> Assignment
Repeat the entries exactly but omit the pictures.

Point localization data

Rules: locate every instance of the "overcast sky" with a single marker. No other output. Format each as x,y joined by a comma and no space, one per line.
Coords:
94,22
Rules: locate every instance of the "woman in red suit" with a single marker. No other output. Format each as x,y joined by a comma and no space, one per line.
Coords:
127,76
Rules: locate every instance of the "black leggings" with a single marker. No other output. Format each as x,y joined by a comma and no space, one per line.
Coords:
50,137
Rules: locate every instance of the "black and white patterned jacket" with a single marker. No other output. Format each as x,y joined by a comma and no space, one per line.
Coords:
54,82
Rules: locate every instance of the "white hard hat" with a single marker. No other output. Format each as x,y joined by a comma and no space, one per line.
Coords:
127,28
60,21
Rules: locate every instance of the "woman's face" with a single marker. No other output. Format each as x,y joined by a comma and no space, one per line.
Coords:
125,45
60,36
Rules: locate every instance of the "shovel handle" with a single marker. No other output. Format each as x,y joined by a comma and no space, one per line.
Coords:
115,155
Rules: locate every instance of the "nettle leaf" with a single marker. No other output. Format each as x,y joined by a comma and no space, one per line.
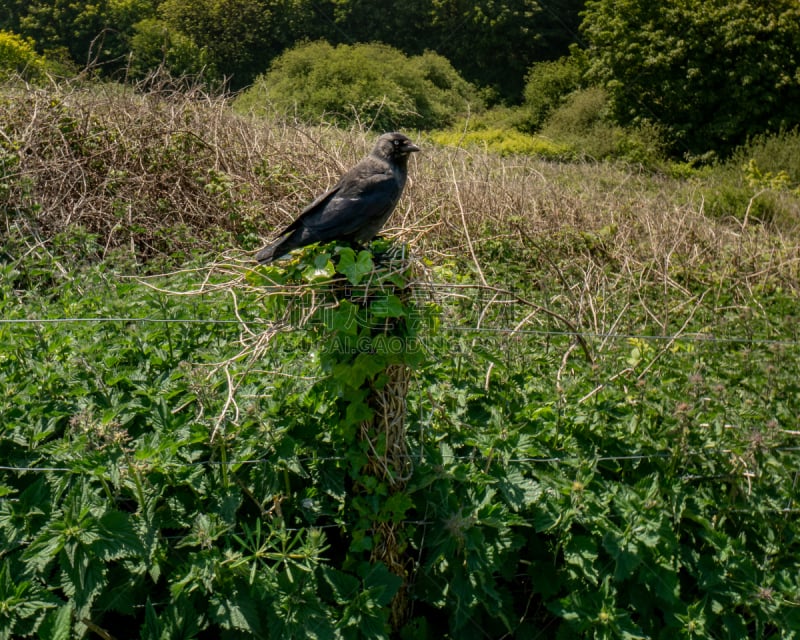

> Output for this exercise
Rules: locate every instance of the "overcast sky" with a single marker. No other output. Format each as x,y joined by a comma and no space, one per line.
Coords:
94,22
Rules: locate every instance of the "woman in red suit" with a single marker. No other output. Format each as x,y joined by a comma and no space, one per line.
Coords:
127,76
Rules: locate every instance of the "black leggings" with a single marker. No other output. Format each as x,y joined by a comma and no space, one per line.
Coords:
50,137
Rules: locate every instance of the "black and white patterned jacket" with a single marker. No other output. Format each as x,y joined by a comma and no space, one per line.
Coords:
54,82
Rules: locate every instance of the "white hard hat" with a single marker. No other output. Format each as x,y joined by a comma and no space, one per line.
Coords:
127,28
60,21
Rules: locate every instance of the "woman's face" with a single marker. No other output. Format each as x,y joined by a comma and no space, one per line.
Coords:
125,45
60,36
Rules: locate every instance of the "shovel handle" with a single marker. No other output. Format each as x,y joined by a comma and no space, one per line.
Coords:
115,155
Rules: locate every instance of the "nettle leaf" with a single marker. No other output. Format each as x,y joined by a comma and no space, one per line.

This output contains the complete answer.